GIVEN INSTRUCTION:
Rewrite the material starting at the line that contains "Can you find the yellow olive" and ending at the end of the material, replacing "herb" with "leaf" and leaving everything else unchanged.

EXTRACTED DATA:
********
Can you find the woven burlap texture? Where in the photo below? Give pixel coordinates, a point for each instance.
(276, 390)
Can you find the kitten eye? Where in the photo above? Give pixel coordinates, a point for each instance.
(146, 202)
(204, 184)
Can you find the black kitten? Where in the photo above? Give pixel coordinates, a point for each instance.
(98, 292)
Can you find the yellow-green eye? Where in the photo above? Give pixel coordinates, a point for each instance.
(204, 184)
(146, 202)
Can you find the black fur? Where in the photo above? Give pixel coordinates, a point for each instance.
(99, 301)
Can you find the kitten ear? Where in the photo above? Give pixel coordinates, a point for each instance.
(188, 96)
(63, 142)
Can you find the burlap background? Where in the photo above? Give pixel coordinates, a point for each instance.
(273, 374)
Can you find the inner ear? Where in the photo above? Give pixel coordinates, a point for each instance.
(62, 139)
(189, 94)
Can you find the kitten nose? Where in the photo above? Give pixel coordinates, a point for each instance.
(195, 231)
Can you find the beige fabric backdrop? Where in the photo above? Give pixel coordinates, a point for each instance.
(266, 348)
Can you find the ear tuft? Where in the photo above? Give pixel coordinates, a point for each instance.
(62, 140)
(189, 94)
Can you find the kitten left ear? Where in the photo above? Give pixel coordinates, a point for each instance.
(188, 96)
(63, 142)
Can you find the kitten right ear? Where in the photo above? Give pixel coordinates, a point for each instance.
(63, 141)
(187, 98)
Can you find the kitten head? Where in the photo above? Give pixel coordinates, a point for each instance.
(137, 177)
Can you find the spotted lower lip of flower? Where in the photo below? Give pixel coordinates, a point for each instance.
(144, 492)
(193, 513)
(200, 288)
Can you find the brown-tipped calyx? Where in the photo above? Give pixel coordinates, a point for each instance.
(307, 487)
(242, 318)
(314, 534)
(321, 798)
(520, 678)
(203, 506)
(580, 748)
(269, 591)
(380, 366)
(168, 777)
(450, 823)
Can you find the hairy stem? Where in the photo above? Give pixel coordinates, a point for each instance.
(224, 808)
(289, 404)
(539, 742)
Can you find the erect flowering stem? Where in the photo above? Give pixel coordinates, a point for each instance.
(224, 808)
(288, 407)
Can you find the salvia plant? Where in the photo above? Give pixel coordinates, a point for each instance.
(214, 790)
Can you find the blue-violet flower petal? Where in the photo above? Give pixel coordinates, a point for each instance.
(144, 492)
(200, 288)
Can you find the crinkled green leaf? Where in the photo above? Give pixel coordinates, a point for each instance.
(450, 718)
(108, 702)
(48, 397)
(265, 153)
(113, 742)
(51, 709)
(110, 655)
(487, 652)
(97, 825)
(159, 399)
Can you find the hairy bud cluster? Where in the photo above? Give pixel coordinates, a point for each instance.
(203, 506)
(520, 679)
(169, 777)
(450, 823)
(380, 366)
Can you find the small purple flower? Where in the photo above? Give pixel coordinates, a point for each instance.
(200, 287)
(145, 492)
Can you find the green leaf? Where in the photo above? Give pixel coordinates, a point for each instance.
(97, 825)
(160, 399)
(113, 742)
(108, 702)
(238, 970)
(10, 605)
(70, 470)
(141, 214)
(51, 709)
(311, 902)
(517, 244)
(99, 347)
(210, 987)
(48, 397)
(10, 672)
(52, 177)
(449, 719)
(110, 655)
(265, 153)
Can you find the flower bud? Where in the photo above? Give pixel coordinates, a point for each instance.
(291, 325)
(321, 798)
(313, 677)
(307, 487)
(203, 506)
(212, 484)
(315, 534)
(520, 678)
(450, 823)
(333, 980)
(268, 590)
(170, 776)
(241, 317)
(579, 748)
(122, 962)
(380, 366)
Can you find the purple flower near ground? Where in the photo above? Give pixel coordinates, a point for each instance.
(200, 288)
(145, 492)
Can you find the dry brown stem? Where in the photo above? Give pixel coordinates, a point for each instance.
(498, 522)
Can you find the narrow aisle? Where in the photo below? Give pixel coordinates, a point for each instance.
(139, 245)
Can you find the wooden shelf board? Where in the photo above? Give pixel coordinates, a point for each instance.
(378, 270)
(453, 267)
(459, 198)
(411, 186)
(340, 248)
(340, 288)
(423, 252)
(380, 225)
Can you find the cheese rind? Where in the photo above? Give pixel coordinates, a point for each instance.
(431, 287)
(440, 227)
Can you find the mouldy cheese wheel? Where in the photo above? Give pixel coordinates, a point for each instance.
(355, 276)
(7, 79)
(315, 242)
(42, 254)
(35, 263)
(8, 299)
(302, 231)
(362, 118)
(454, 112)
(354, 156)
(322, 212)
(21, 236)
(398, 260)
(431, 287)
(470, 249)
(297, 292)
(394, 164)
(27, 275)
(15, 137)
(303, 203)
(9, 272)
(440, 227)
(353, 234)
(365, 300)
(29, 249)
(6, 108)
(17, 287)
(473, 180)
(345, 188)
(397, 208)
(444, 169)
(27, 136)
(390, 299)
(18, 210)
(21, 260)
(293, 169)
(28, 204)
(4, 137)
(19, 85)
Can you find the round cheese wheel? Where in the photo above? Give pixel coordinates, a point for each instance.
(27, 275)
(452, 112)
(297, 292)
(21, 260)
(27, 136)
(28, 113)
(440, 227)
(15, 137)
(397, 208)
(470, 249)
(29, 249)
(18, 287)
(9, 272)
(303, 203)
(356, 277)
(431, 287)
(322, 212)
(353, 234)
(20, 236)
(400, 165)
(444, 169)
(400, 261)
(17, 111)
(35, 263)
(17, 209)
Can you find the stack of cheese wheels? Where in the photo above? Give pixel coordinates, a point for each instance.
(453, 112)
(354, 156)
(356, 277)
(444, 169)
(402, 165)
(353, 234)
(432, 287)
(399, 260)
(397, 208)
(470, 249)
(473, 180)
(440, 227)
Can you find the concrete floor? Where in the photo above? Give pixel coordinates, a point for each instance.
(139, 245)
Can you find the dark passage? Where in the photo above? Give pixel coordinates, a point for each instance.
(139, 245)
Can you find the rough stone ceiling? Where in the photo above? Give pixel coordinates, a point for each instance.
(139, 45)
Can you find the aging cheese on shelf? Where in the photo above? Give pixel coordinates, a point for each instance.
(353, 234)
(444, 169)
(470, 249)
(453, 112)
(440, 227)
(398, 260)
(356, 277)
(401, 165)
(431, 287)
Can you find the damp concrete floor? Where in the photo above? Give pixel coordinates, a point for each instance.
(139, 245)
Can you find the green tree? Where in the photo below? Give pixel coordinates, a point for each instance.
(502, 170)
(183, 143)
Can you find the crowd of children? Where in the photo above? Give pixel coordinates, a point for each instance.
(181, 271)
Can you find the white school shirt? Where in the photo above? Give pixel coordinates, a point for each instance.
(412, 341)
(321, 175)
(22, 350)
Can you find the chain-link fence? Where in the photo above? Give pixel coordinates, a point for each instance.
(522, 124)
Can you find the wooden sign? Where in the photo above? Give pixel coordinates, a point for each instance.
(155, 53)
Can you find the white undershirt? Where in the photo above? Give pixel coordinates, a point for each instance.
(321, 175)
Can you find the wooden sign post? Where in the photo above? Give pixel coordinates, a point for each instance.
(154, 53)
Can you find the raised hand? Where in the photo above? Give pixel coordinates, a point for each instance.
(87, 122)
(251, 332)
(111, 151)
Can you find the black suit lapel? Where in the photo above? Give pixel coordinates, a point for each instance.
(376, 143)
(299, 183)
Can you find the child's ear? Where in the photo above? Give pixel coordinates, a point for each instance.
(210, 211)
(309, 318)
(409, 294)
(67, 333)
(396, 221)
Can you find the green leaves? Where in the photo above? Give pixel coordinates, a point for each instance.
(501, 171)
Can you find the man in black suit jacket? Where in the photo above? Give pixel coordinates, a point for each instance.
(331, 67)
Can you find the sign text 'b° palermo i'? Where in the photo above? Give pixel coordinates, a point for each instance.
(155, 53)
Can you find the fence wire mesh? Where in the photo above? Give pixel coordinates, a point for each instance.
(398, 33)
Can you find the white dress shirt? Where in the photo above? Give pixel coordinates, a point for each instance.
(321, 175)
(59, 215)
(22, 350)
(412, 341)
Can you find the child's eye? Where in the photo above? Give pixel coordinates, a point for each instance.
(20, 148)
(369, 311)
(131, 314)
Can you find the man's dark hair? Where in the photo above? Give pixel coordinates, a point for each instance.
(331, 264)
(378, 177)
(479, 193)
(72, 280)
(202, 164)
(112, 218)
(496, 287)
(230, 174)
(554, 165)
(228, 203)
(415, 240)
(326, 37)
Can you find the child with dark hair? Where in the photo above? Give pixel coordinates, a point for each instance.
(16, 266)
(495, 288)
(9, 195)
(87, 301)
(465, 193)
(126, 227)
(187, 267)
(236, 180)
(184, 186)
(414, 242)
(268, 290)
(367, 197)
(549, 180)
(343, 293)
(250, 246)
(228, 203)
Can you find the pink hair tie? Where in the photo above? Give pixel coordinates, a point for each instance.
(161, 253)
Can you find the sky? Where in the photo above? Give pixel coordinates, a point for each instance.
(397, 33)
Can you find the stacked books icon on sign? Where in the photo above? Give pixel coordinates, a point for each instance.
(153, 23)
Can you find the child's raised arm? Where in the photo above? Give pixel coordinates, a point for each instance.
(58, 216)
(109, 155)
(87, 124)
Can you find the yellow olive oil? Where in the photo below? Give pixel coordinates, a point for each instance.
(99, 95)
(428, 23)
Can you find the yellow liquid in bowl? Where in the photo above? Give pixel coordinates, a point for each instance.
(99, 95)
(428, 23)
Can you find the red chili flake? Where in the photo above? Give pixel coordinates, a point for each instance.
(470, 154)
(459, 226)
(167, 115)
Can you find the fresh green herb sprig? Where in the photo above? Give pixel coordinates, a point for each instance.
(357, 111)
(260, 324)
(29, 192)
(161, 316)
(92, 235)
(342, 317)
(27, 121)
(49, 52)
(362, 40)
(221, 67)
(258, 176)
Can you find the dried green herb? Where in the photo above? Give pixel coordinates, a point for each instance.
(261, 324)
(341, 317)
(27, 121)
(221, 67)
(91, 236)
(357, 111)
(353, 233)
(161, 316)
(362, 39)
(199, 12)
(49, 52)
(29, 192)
********
SOLUTION BELOW:
Can you find the yellow olive oil? Where in the photo below? Give pixel coordinates, a point for each instance.
(99, 95)
(428, 23)
Can you find the yellow liquid in bowl? Where in the photo above? Give pixel coordinates, a point for each instance.
(99, 95)
(428, 23)
Can you find the red chili flake? Where in the photo above? Give pixel coordinates, a point for each instance.
(470, 154)
(459, 226)
(167, 115)
Can you find the fresh green leaf sprig? Where in the photo above? Give pixel coordinates, a point for each instance.
(357, 111)
(260, 324)
(29, 192)
(161, 316)
(92, 235)
(342, 317)
(27, 121)
(49, 52)
(362, 40)
(221, 67)
(258, 176)
Can you find the dried green leaf? Where in the photo above? Give pixel coordinates, a point for each instance.
(261, 324)
(341, 317)
(27, 121)
(221, 67)
(91, 236)
(357, 111)
(353, 233)
(161, 316)
(362, 39)
(199, 12)
(49, 52)
(29, 192)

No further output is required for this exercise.